Work to do ->
Recast the lines below as a numbered list, skipping any blank lines and omitting the pictures.

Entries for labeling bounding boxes
=======

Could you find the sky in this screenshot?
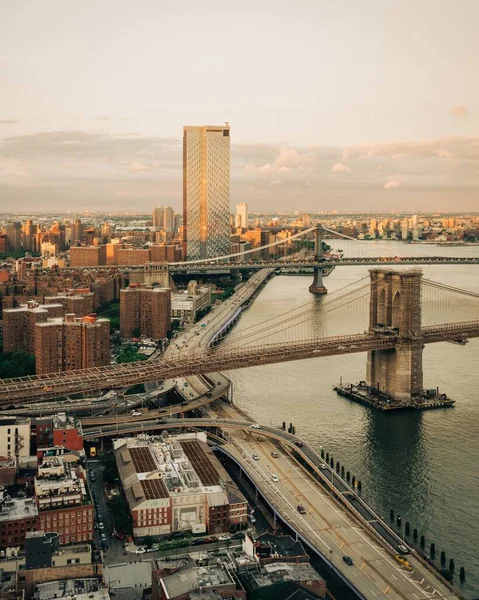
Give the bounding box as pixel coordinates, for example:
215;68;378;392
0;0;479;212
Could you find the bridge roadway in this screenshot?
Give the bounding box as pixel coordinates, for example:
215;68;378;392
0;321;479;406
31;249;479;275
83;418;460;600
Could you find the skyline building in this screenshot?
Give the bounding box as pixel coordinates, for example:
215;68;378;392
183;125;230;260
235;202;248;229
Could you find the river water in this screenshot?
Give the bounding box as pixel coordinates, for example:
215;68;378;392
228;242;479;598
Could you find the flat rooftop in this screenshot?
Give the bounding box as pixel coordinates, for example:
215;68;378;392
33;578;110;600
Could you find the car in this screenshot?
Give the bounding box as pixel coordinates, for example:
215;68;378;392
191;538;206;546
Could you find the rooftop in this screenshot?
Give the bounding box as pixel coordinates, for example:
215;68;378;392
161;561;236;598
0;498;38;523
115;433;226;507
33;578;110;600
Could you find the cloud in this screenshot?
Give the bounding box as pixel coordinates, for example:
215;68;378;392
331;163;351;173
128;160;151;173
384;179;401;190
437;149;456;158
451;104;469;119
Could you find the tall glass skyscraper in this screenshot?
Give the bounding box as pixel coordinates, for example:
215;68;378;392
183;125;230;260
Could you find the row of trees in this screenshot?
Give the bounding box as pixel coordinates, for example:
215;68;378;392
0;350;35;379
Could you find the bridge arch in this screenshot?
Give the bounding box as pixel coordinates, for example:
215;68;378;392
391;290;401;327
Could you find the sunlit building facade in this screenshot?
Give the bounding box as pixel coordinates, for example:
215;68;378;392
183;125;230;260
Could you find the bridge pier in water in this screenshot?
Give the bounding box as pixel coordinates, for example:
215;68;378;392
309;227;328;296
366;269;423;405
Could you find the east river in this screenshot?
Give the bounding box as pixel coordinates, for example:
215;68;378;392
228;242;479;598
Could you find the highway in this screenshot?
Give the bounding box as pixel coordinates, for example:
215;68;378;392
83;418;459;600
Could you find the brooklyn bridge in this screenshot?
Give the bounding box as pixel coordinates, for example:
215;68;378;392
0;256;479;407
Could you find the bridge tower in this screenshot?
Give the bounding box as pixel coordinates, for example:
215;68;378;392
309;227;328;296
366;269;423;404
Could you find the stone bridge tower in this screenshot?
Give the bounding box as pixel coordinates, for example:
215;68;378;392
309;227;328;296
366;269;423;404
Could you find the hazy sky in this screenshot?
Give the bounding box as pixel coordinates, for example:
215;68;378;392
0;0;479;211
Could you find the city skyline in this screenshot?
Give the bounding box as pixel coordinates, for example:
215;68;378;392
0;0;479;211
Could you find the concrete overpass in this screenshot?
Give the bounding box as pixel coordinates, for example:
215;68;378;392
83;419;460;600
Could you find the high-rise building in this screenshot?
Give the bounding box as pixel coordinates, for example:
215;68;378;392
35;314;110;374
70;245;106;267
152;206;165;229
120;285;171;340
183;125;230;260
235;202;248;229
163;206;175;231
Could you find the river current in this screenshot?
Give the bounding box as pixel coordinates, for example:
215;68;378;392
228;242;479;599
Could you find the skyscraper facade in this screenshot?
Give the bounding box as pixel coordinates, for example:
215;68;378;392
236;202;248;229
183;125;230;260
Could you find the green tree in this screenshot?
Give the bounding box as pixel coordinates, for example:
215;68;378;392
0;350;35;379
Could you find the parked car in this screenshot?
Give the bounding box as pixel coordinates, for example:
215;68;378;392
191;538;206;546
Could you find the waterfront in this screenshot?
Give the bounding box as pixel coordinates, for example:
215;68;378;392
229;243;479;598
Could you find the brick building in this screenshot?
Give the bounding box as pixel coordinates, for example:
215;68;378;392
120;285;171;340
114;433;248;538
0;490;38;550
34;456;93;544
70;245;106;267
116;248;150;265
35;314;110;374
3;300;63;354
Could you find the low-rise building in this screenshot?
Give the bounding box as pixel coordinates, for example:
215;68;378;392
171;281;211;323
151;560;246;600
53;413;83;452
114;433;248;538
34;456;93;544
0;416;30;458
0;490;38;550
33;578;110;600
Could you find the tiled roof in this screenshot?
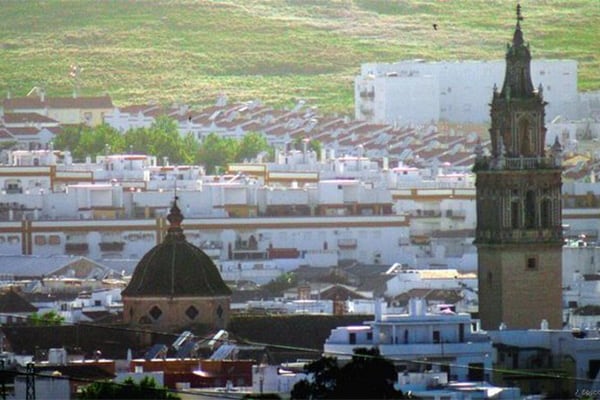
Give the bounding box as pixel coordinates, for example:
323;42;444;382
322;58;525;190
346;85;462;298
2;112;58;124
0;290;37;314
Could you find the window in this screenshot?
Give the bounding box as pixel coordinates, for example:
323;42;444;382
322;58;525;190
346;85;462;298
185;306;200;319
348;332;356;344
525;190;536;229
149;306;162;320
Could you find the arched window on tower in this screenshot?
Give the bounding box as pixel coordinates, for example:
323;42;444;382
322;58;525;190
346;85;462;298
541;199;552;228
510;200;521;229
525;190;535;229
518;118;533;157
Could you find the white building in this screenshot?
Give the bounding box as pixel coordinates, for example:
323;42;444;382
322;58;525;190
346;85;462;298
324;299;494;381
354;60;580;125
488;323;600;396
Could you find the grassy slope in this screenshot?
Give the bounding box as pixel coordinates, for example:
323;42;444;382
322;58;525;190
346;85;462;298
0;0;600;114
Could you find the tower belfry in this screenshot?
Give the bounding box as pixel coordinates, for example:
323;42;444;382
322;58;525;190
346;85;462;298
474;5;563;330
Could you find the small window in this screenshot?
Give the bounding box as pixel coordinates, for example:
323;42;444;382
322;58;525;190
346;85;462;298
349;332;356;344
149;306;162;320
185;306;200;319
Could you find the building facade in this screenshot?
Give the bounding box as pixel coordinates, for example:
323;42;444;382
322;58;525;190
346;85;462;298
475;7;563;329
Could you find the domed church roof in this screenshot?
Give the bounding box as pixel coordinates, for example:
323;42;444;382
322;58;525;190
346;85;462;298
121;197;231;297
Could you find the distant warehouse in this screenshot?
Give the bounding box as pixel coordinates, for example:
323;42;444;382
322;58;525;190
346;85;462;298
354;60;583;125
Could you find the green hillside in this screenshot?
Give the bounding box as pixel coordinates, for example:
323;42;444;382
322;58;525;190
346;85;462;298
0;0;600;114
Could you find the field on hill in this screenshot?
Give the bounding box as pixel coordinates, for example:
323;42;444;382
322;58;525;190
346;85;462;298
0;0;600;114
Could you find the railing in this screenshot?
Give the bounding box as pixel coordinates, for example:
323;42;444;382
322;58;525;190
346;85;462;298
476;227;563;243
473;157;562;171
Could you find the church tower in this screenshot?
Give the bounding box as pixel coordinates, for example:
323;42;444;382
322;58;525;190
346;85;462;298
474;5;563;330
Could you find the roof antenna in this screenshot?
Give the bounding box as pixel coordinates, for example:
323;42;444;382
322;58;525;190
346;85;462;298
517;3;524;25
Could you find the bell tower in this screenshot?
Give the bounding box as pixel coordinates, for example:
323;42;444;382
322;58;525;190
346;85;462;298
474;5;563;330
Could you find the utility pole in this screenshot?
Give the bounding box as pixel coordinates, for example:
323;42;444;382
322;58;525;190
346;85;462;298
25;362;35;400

=======

Task response ->
1. Could you find the sky in this screenshot?
2. Give the bounding box as pixel coordinates, for example:
3. 215;68;378;392
4. 0;0;479;212
5. Could you find the bridge roadway in this screenshot?
6. Give the bounding box as pixel coordinates, for example:
7. 215;68;378;392
8. 0;321;479;406
9. 31;249;479;275
10. 83;418;460;600
11. Could you find the skyline building in this screenshot?
12. Give the bounding box as pixel coordinates, for example:
13. 215;68;378;392
14. 183;125;230;260
15. 235;202;248;229
16. Could you find the river water in this screenshot?
17. Give the bounding box as pixel coordinates, for example:
18. 215;68;378;392
19. 228;242;479;598
20. Could you find the flat rooftop in this screenshot?
21. Give the bounding box as pixel coordinates, for example:
22. 215;68;378;392
23. 33;578;110;600
24. Could you find the car in this screenshot?
25. Give the bounding box as pixel coordinates, for example:
26. 215;68;378;392
27. 191;538;206;546
28. Could you find the rooftop in this screenshot?
29. Give the bounding box as pixel coordinates, for example:
30. 215;68;378;392
31. 161;561;236;598
32. 0;498;38;523
33. 115;433;226;507
34. 33;578;110;600
35. Could you find the cloud in this screenshot?
36. Give the bounding box as pixel coordinates, for example:
37. 215;68;378;392
38. 331;163;351;173
39. 128;160;151;173
40. 384;179;401;190
41. 437;149;456;158
42. 451;104;469;119
43. Could you find the tall glass skyscraper in this screenshot?
44. Give the bounding box as pixel coordinates, for example:
45. 215;68;378;392
46. 183;125;230;260
47. Could you find the row of trees in this screenshot?
48. Give the bounding box as pixel coordinates, for example:
49. 215;68;378;392
50. 0;350;35;379
51. Could you find the bridge arch in this screenshot?
52. Give the bounding box as pixel coordinates, for example:
53. 215;68;378;392
54. 391;290;401;327
55. Could you find the sunlit building facade in this screenshot?
56. Give the bounding box as pixel coordinates, for example:
57. 215;68;378;392
58. 183;125;230;260
59. Could you find the bridge pier in water in this screenshot?
60. Give the bounding box as pixel coordinates, for example:
61. 215;68;378;392
62. 309;227;328;296
63. 366;269;423;405
64. Could you find the east river in this screenshot?
65. Give the bounding box as pixel coordinates, for example:
66. 215;68;378;392
67. 228;242;479;598
68. Could you find the highway in this screenshot?
69. Give the bounding box as pixel coordinates, for example:
70. 215;68;378;392
71. 83;418;459;600
72. Could you find the brooklyn bridge in this screenshot?
73. Give the bounding box as pixel coordinates, for example:
74. 215;68;378;392
75. 0;256;479;407
76. Could you find the bridge tower in this screenshot?
77. Give the bounding box as pixel coordinates, for example:
78. 215;68;378;392
79. 309;227;328;296
80. 366;269;423;404
81. Could you find the stone bridge tower in this screenshot?
82. Give the bounding box as pixel coordinates, for example:
83. 215;68;378;392
84. 309;227;328;296
85. 366;269;423;404
86. Could you find the hazy sky in this screenshot?
87. Give the bounding box as pixel coordinates, for example:
88. 215;68;378;392
89. 0;0;479;211
90. Could you find the city skyline in this screenshot?
91. Give the bounding box as pixel coordinates, for example:
92. 215;68;378;392
93. 0;0;479;211
94. Could you find the concrete overpass in this screenshot?
95. Give the bounding box as pixel coordinates, for example:
96. 215;68;378;392
97. 83;419;460;600
98. Could you find the high-rise building in this screenshot?
99. Give the bounding box as pixel coordinates, for example:
100. 215;68;378;392
101. 35;314;110;374
102. 70;245;106;267
103. 152;206;165;229
104. 120;285;171;340
105. 183;125;230;260
106. 235;202;248;229
107. 163;206;175;231
108. Could you find the river current in this screenshot?
109. Give the bounding box as pixel coordinates, for example:
110. 215;68;378;392
111. 228;242;479;599
112. Could you find the skyscraper facade in this screenshot?
113. Give the bounding box as pixel coordinates, for example:
114. 215;68;378;392
115. 236;202;248;229
116. 183;125;230;260
117. Could you find the green tree in this screenshot?
118. Give the bounding box as pixel coordinates, for example:
119. 215;68;378;392
120. 0;350;35;379
121. Could you find the parked car in this screenshot?
122. Give the bounding box as pixel coordinates, for example:
123. 215;68;378;392
124. 191;538;206;546
125. Could you find the waterfront in this screenshot?
126. Give the bounding box as pixel coordinates, for example:
127. 215;68;378;392
128. 229;243;479;598
129. Could you find the brick building in this screenshot?
130. Give the bounding box as pixel coordinates, for example:
131. 215;68;378;392
132. 120;285;171;340
133. 114;433;248;538
134. 0;490;38;550
135. 34;456;93;544
136. 70;245;106;267
137. 116;248;150;265
138. 35;314;110;374
139. 3;300;63;354
140. Could you find the low-rise building in this screenshot?
141. Give the bounding box as pixel coordinates, for example:
142. 215;68;378;392
143. 171;281;211;323
144. 151;560;246;600
145. 53;413;83;452
146. 114;433;248;538
147. 34;456;93;544
148. 0;416;30;458
149. 0;490;38;550
150. 33;578;110;600
151. Could you find the tiled roof in this screenshot?
152. Give the bounding box as pixel coordinates, for example:
153. 323;42;444;382
154. 322;58;525;190
155. 346;85;462;298
156. 2;112;58;124
157. 0;290;37;314
158. Could you find the window in this screenshot?
159. Give the bounding box as pixel coordinates, for example:
160. 323;42;444;382
161. 322;58;525;190
162. 346;85;462;298
163. 185;306;200;319
164. 348;332;356;344
165. 525;190;536;229
166. 149;306;162;320
167. Could you find the arched window on tower in this screenshot?
168. Give the bounding box as pixel coordinates, for example:
169. 323;42;444;382
170. 322;58;525;190
171. 346;85;462;298
172. 541;199;552;228
173. 510;200;521;229
174. 525;190;535;229
175. 518;118;533;157
176. Could you find the white building in this screenshot?
177. Give the bounding box as pixel coordinates, for example:
178. 323;42;444;382
179. 322;58;525;190
180. 346;85;462;298
181. 324;299;494;381
182. 354;60;580;125
183. 488;323;600;396
184. Could you find the grassy slope in this screenshot?
185. Give the bounding box as pixel coordinates, for example:
186. 323;42;444;382
187. 322;58;525;190
188. 346;85;462;298
189. 0;0;600;114
190. Could you find the tower belfry in this screenshot?
191. Give the bounding box as pixel coordinates, for example:
192. 323;42;444;382
193. 322;58;525;190
194. 346;85;462;298
195. 474;5;563;330
196. Could you find the small window in this screenshot?
197. Give the bounding box as pixel coordinates, for example:
198. 323;42;444;382
199. 322;58;525;190
200. 346;85;462;298
201. 349;332;356;344
202. 149;306;162;320
203. 185;306;200;319
204. Could you find the building facade in this screenshot?
205. Give the bounding box as pixel coordinates, for example:
206. 323;42;444;382
207. 322;58;525;190
208. 346;85;462;298
209. 475;7;563;329
210. Could you find the domed church roof in this screenshot?
211. Give the bounding box as pixel coordinates, for example:
212. 323;42;444;382
213. 322;58;525;190
214. 346;85;462;298
215. 121;197;231;297
216. Could you find the distant warehouse in this screenshot?
217. Give the bounding box as pixel coordinates, for example:
218. 323;42;444;382
219. 322;58;525;190
220. 346;85;462;298
221. 354;60;583;125
222. Could you find the green hillside in this screenshot?
223. Give the bounding box as pixel coordinates, for example:
224. 323;42;444;382
225. 322;58;525;190
226. 346;85;462;298
227. 0;0;600;114
228. Could you find the field on hill in this screenshot?
229. Give the bounding box as pixel coordinates, for example:
230. 323;42;444;382
231. 322;58;525;190
232. 346;85;462;298
233. 0;0;600;114
234. Could you find the railing in this screenshot?
235. Give the bounding box as pixel coordinates, for example:
236. 323;42;444;382
237. 322;58;525;190
238. 346;85;462;298
239. 476;227;563;243
240. 473;157;562;171
241. Could you find the church tower in this screenshot?
242. Give the bounding box as pixel coordinates, for example:
243. 323;42;444;382
244. 322;58;525;190
245. 346;85;462;298
246. 474;5;563;330
247. Could you find the roof antenna in this screenshot?
248. Give the bounding box as pixel coordinates, for example:
249. 323;42;444;382
250. 322;58;525;190
251. 346;85;462;298
252. 517;3;524;25
253. Could you find the bell tower in this screenshot?
254. Give the bounding box as pixel coordinates, for example:
255. 323;42;444;382
256. 322;58;525;190
257. 346;85;462;298
258. 474;5;563;330
259. Could you find the utility pole in this screenshot?
260. Give the bounding box as pixel coordinates, for example:
261. 323;42;444;382
262. 322;58;525;190
263. 346;85;462;298
264. 25;362;35;400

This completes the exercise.